Complete information on Terrestrial, Aquatic and Marine ecosystems

In this article, we will discuss about different types of ecosystems on our earth. Broadly speaking, there are two major types of ecosystems: the aquatic and the terrestrial.

Aquatic ecosystems can be subdivided into freshwater, estuarine and marine systems. These are differentiated on the basis of major chemical differences in water content. The terrestrial ecosystems consist of several major biomes such as forests, grasslands tundra, etc. these are determined largely by variations in climatic conditions between the poles and equator. These biomes can be differentiated on the basis of their predominant types of vegetation such as grasses, shrubs or trees.

Terrestrial Ecosystems

The distribution of biomes appears to be governed by annual variation of temperature, i.e., maximum and minimum temperature, mineral availability, rainfall both average and minimum and availability of sunlight. For instance, forests are generally associated with heavy rainfall but the type is influenced by temperature and light; the same is true for deserts, which occur in regions where rainfall is very low.

Characteristics of some major biomes:

Biome - Tundra

Northern most regions adjoining the icebound poles. Similar communities at high altitudes. Devoid of all trees except stunted shrubs in the southern parts. Ground flora includes lichens, mosses and sedges. The soil is frozen for most part but top layer melts during summer allowing a short growing season. The typical animals are reindeer, arctic fox, polar bear, snowy bear, snowy owl, lemming, arctic hare, ptarmigan; reptiles and amphibians almost absent.

Threats:

Mechanical abrasions, road building and oil pipelines threaten the tundras. Plants grow very slowly in the disrupted tundra, especially as decomposition occurs slowly in the soil.

Biome - Taiga

Also known as, boreal forests extend in a giant circle around northern Europe, Asia and North America but in areas of more moderate temperatures than tundra’s. The dominating vegetation is coniferous evergreens mostly spruce with some pine and firs. Amongst the animals are small seed eating birds and their predators such as hawks, fur bearing carnivores, little mink, elka, puma, Siberian tiger, wolverine, wolves etc.

Threats:

Lumbering, unregulated hunting, trapping, and agricultural development.

Biome- Temperate Deciduous Forest

On an average, have moderate temperature and abundant rainfall through out the year. Most of the trees drop their leaves in winter. Extend over central and southern Europe, eastern North America, western China, Japan, New Zealand etc. the flora include trees like beach, oak, maple and cherry. Most animals are familiar vertebrates and invertebrates. These are generally the most productive agricultural areas of the earth, partly because of the controlled pace of decay and decomposition in the soil.

Threats:

Agricultural activities and high human population densities have converted most of the forests into agricultural land. Thus very little of the original community is left.

## Materials provided
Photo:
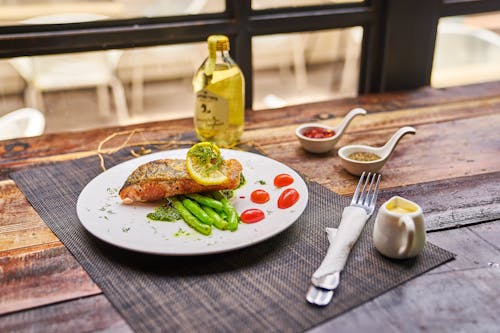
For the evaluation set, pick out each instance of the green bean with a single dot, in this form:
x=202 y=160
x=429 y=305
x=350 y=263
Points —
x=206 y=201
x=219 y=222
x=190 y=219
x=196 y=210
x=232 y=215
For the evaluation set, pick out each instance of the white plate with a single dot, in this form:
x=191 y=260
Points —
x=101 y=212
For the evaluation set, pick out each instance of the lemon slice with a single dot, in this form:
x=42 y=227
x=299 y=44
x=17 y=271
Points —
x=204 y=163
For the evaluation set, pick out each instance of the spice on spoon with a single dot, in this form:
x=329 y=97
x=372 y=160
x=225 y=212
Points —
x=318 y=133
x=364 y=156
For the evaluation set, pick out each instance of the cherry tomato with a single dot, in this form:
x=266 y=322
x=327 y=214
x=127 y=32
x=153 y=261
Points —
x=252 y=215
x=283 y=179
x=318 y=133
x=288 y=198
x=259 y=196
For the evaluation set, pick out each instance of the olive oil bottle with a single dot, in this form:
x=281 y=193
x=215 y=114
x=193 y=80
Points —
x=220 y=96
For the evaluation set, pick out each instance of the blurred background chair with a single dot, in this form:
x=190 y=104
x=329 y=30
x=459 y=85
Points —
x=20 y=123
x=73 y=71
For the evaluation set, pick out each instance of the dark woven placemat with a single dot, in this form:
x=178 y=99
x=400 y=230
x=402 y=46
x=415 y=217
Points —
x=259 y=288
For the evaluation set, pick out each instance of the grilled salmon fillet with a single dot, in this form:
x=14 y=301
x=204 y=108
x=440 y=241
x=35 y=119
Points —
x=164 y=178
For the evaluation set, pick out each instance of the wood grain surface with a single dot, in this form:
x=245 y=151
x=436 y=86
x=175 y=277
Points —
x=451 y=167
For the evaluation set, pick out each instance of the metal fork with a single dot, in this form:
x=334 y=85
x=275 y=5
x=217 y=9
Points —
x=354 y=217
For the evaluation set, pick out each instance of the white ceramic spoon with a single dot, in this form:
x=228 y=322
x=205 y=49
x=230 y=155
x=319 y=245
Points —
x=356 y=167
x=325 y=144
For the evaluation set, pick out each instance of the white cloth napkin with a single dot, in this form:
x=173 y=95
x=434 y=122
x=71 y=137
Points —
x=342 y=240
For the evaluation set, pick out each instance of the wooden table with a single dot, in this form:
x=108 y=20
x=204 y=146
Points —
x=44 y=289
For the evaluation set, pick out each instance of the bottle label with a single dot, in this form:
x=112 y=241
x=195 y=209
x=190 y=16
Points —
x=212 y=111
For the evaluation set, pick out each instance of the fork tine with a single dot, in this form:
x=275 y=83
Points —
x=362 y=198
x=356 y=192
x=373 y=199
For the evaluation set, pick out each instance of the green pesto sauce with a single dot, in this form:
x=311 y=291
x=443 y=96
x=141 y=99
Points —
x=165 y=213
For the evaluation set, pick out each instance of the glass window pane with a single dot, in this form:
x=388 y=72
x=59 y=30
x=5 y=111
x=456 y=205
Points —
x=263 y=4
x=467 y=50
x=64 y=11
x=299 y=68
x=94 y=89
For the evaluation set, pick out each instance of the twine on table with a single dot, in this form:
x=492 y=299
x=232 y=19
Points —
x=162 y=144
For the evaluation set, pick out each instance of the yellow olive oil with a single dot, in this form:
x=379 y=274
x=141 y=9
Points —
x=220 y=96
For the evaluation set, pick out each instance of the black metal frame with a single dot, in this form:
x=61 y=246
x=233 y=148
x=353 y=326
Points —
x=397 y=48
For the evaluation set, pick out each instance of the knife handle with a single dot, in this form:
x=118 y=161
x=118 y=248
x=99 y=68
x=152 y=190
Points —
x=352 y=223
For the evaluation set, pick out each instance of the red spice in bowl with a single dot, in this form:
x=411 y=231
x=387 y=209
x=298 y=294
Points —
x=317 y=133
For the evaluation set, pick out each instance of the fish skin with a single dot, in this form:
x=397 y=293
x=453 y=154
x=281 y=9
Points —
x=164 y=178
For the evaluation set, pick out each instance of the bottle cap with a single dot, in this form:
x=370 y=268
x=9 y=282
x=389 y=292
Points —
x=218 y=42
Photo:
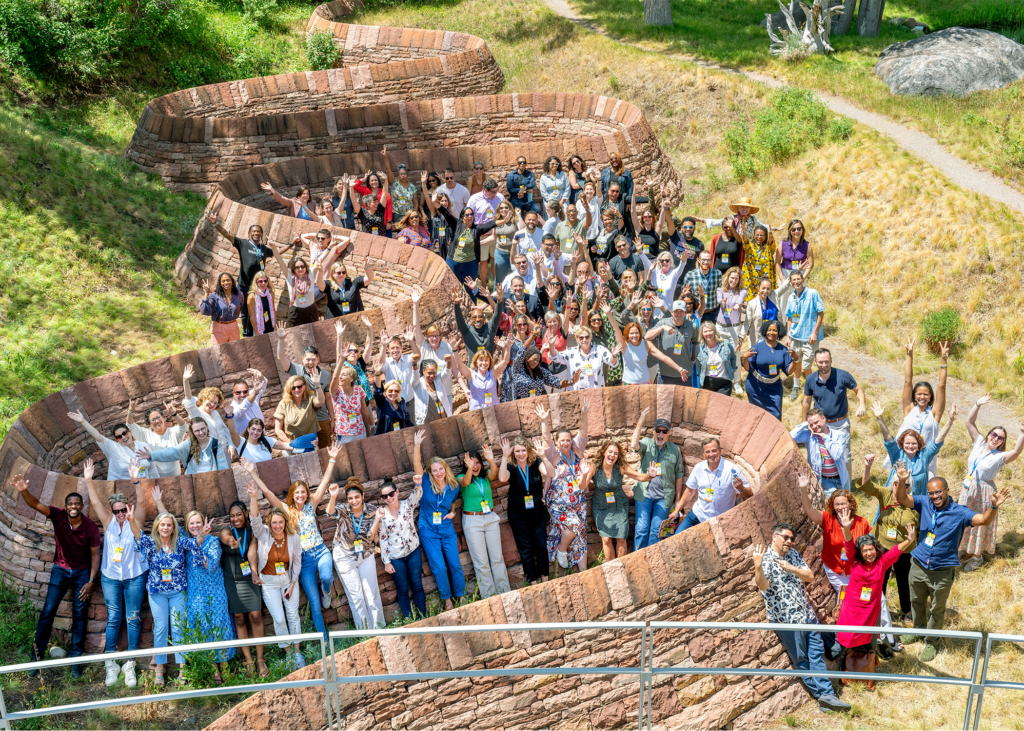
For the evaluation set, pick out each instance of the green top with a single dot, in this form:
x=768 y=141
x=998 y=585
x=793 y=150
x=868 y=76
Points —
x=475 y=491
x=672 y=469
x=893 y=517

## Task instructions
a) Please retype the ecosystems article between "Mechanical abrasions, road" and "and agricultural development.", inclusive.
b) Show each line of the rows that contains the word "fork".
The ecosystems article and the rows come from unrelated sources.

## The results
a)
Mechanical abrasions, road building and oil pipelines threaten the tundras. Plants grow very slowly in the disrupted tundra, especially as decomposition occurs slowly in the soil.

Biome - Taiga

Also known as, boreal forests extend in a giant circle around northern Europe, Asia and North America but in areas of more moderate temperatures than tundra’s. The dominating vegetation is coniferous evergreens mostly spruce with some pine and firs. Amongst the animals are small seed eating birds and their predators such as hawks, fur bearing carnivores, little mink, elka, puma, Siberian tiger, wolverine, wolves etc.

Threats:

Lumbering, unregulated hunting, trapping, and agricultural development.

b)
For the evaluation set, pick out each instance of the metal fork with a single dot, in this form:
For the evaluation set, pick out each instance of the fork tine with a single dot, in this form:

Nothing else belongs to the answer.